* Data extract:
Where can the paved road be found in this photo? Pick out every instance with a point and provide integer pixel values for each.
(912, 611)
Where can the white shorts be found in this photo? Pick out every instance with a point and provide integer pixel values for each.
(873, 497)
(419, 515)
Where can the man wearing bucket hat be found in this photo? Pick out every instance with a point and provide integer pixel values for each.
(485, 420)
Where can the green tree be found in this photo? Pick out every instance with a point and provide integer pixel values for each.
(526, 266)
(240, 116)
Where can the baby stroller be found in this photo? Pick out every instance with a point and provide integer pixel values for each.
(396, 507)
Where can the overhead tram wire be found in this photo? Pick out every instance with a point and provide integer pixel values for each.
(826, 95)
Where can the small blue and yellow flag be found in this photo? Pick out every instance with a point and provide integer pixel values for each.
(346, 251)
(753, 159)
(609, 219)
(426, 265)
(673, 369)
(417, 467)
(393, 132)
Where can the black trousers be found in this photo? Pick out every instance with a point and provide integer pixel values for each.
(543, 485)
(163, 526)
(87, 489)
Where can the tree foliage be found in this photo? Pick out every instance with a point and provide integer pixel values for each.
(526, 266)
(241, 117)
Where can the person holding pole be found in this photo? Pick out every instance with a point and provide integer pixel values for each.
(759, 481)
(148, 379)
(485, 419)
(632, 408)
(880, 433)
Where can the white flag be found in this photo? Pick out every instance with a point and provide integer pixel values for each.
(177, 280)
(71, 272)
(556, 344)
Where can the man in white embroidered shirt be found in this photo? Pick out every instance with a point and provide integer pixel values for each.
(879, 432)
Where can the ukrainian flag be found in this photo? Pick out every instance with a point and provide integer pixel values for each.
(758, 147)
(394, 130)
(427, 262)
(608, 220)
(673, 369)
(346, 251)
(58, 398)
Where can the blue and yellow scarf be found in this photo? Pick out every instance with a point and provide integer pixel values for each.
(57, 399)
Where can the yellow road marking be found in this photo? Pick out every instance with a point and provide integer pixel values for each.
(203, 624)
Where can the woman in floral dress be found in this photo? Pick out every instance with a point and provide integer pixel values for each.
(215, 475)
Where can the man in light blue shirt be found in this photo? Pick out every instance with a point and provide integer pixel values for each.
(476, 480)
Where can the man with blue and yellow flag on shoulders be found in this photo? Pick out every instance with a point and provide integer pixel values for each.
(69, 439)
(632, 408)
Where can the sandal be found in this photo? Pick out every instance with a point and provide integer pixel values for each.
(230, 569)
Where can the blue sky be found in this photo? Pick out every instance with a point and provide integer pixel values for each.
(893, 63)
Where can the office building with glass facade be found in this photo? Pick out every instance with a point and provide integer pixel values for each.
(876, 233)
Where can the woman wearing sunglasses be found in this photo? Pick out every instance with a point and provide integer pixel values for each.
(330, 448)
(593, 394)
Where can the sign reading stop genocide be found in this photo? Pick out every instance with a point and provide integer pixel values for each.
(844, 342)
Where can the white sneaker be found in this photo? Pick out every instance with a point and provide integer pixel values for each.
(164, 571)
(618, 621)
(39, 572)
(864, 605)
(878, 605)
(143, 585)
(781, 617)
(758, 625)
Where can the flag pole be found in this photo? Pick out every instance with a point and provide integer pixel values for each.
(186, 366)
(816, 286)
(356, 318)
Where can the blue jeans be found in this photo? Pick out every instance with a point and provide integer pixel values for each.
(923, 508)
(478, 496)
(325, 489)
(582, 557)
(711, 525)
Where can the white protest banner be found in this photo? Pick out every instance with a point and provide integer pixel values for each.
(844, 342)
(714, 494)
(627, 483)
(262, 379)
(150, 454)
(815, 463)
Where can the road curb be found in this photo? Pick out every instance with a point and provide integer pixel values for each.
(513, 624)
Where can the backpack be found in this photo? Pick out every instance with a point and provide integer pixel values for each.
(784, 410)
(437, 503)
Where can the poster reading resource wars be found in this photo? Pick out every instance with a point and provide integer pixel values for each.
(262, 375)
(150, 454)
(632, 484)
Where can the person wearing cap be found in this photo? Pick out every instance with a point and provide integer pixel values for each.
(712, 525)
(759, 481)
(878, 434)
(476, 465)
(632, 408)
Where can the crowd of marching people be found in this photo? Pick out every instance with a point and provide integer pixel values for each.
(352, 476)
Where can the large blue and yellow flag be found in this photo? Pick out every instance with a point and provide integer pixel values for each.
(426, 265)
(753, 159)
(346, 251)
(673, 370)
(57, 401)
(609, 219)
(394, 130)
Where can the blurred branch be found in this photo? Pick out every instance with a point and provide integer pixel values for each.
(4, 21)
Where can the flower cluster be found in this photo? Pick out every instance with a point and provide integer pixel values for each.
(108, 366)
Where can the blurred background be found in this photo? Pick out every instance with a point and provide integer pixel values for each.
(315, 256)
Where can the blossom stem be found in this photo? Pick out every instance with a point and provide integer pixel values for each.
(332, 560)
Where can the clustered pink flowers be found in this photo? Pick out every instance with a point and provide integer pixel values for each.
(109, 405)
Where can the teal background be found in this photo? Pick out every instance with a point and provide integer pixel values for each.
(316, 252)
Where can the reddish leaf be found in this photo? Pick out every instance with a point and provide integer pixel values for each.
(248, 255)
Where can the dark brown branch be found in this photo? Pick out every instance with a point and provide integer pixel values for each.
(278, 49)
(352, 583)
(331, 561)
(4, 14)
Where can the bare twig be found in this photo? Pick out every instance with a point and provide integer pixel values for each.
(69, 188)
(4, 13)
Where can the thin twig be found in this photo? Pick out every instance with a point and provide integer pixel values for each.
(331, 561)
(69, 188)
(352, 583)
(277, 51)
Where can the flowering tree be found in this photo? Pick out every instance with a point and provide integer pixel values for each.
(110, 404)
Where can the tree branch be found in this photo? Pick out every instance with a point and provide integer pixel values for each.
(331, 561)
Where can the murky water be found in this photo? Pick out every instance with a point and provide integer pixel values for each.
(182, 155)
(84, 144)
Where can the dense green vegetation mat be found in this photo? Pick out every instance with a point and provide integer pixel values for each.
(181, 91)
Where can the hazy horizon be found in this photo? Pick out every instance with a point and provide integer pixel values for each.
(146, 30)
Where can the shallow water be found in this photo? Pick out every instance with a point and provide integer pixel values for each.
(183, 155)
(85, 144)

* Exercise description: Transcribe every entry exactly, omitting nothing.

* Full answer:
Where can the paved road be found in this photo? Pick out every instance with a point and provide integer pixel values for each.
(912, 611)
Where can the white shorts be found in this photo? Pick out every instance with a point and provide integer pixel values for each.
(873, 497)
(419, 515)
Where can the man wearing bucket hat be found in this photo? Pick out every instance with a point and provide integer pixel values for each.
(485, 420)
Where can the green tree be found in this photo? Pick out every instance with a point and provide integer pixel values for each.
(526, 266)
(240, 116)
Where can the baby stroller be found in this photo? Pick out every instance with a point and provide integer pixel values for each.
(396, 507)
Where can the overhead tram wire be found in this photo? Pick out every instance with a point and provide integer pixel values for each.
(826, 95)
Where can the small blue and yellow flag be found in this photo? Pick out every instance with a point and provide integer pixel values for each.
(346, 251)
(753, 159)
(609, 219)
(426, 265)
(673, 369)
(417, 467)
(393, 132)
Where can the black trousers be found in this photo? Pick out every instance with a point and provide integer pixel values for each.
(543, 485)
(163, 526)
(87, 489)
Where can the tree foliage be found in this photo? Pick out every instance with a point and provide integer pixel values for each.
(526, 266)
(241, 117)
Where can the person holding pole be found in this photo? Pick out every instance with a point and provide integer pixel values for each.
(759, 481)
(148, 379)
(485, 419)
(632, 408)
(880, 433)
Where can the white flag be found in this photo? Pick out every instance with a point and provide integer pixel values for each.
(177, 280)
(71, 272)
(556, 344)
Where can the man in white embroidered shirt be found in this photo? Pick out every instance with a point and provide integer pixel values for each.
(879, 432)
Where can the ukrainian flag be found in this photo? Pick out every instance with a point and provide integer pixel values for each.
(758, 147)
(394, 130)
(427, 262)
(608, 220)
(673, 369)
(346, 251)
(58, 398)
Where can the blue and yellow scarf be found in this photo? Pick out every instance with a point and provide integer pixel values for each.
(57, 399)
Where can the yellow road marking be found in this photo? Pick out every instance with a point and provide integer pixel values for each.
(203, 624)
Where can the woman in floral dress be found in this photo? Pick out every instance with a point and provide integer pixel values for each.
(215, 475)
Where can the man in light blue shirt be found in this photo? Pick out every instance with a point and provide integer pixel values for each.
(476, 480)
Where can the man with blue and yellow flag on shoulders be found in this photo? Pick out every instance with a point and provide integer pixel values for each.
(69, 439)
(632, 408)
Where can the sandal be found in this photo? Pick out every instance with a point and provide integer pixel values for each.
(230, 569)
Where can the blue sky be found in this photo? Pick out every instance with a point and provide integer pixel values for each.
(893, 63)
Where can the office building with glass facade be found in this photo? Pick out every instance with a point and provide integer pixel values for each.
(876, 233)
Where can the woman wearing sunglasses be found in this photo? Pick out every instance with a point and provide integer pixel values for each.
(330, 448)
(593, 394)
Where can the sign reading stop genocide be found in this photo? Pick out every instance with a point and provide integer pixel values for each.
(844, 342)
Where can the white sneaker be found in this photo? Pick out every instance with a point and provide integer pixel values for each.
(164, 571)
(618, 621)
(39, 572)
(864, 605)
(878, 605)
(143, 585)
(781, 617)
(758, 625)
Where can the flag pole be found in this photo? Pick out every instance with a point and provide integer pixel values for each.
(186, 366)
(816, 286)
(356, 318)
Where can the blue jeans be found in this photo? Pick out every instance with a point and provide integer pixel values for each.
(923, 508)
(478, 496)
(325, 489)
(582, 557)
(711, 525)
Where can the white protest banner be found in this photo? Pick out every instance with a point and provide integer pixel values for each.
(844, 342)
(714, 494)
(627, 483)
(262, 379)
(150, 454)
(815, 463)
Where can the road curb be found in this photo? Pick out every instance with a point and provide integer pixel values for each.
(513, 624)
Where can the backpack be found in this photo? Pick out every instance with a point and provide integer pixel values for each.
(784, 410)
(437, 503)
Where can the poster reading resource wars be found in this photo? Pick out every instance with a point and provide integer pixel values for each.
(262, 375)
(150, 454)
(632, 484)
Where can the person wearing cap be found in this photo? Pick out every instance with a point and provide integer pixel values for each.
(712, 525)
(759, 481)
(878, 434)
(476, 465)
(632, 408)
Where can the crowd of marching people be found in this photo? Pick out every instance with a point and provide integer pixel values for each.
(352, 476)
Where can the large blue and yellow flag be found in this photo? Pick out every instance with a point and provide integer pixel values for each.
(426, 265)
(753, 159)
(346, 251)
(673, 370)
(57, 401)
(609, 219)
(394, 130)
Where can the blurred branch be found in this photo? Pick out every instance with a point and provide integer pixel values for each.
(4, 21)
Where can the flower cluster be found in this photo? Pick out every instance with a point and provide integer pixel values for each.
(108, 366)
Where can the blurred background be found in this photo? Pick out every instance with a point and provide integer pixel values for each.
(315, 256)
Where can the blossom stem be found in this photo? Pick out every instance with a point and provide integer pixel values for each.
(332, 560)
Where can the clustered pink flowers be found in this photo? Pick out every instance with a point and provide integer pixel values for each.
(109, 405)
Where can the teal background be found in this photo? Pick out every instance with a point and provide integer pixel values for each.
(316, 252)
Where can the reddish leaf be found in this photo? Pick out every instance with a point and provide integer pixel values for each.
(248, 255)
Where can the dark brown branch be found in this photo? Pick out every instance with a point and provide integer pixel values for each.
(278, 49)
(352, 583)
(331, 561)
(4, 14)
Where can the bare twig be found in this photo? Pick out every instance with a point and provide integer pixel values for each.
(69, 188)
(4, 13)
Where can the thin twig be found in this photo? Pick out every instance with a point and provide integer pixel values for each.
(331, 561)
(69, 188)
(352, 583)
(277, 51)
Where can the flowering tree be found in this photo? Pick out every instance with a point and provide integer pixel values for each.
(110, 404)
Where can the tree branch be found in this photo? Pick out every instance with a point and provide integer pixel values for each.
(331, 561)
Where can the murky water be found in this photo? Pick out every instance with a point and provide integer pixel values for each.
(182, 155)
(84, 144)
Where can the dense green vegetation mat be found in this photo? Pick out every instance with a point and provide integer pixel values for each.
(181, 91)
Where can the hazy horizon be found in this photo? Pick out every instance with a point and provide integer pixel values for each.
(146, 30)
Where can the shallow water be found in this photo? Pick out every instance with a point and provide integer pixel values for each.
(183, 155)
(85, 144)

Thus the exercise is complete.